PROVIDED INFORMATION:
** start **

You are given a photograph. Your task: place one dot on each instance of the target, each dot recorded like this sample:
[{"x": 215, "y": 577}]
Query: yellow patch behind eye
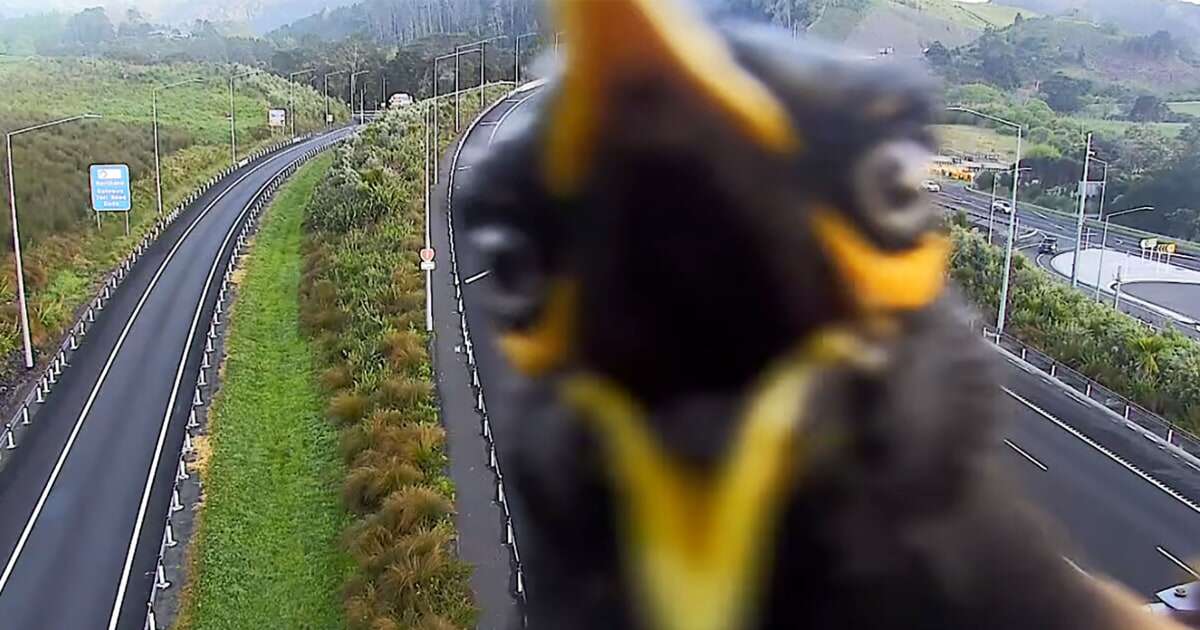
[
  {"x": 612, "y": 40},
  {"x": 881, "y": 280},
  {"x": 547, "y": 342}
]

** end **

BRIEF:
Switch every "dot" in the records to "mark" and reproduce them otherwise unchanged, leaving out the pictures.

WRITTEN RESPONSE:
You are given a photograph. Your task: place one mark on each instance of the target, each mark recorded like this sample:
[{"x": 215, "y": 577}]
Query: yellow patch behind eye
[
  {"x": 612, "y": 40},
  {"x": 881, "y": 280},
  {"x": 547, "y": 342}
]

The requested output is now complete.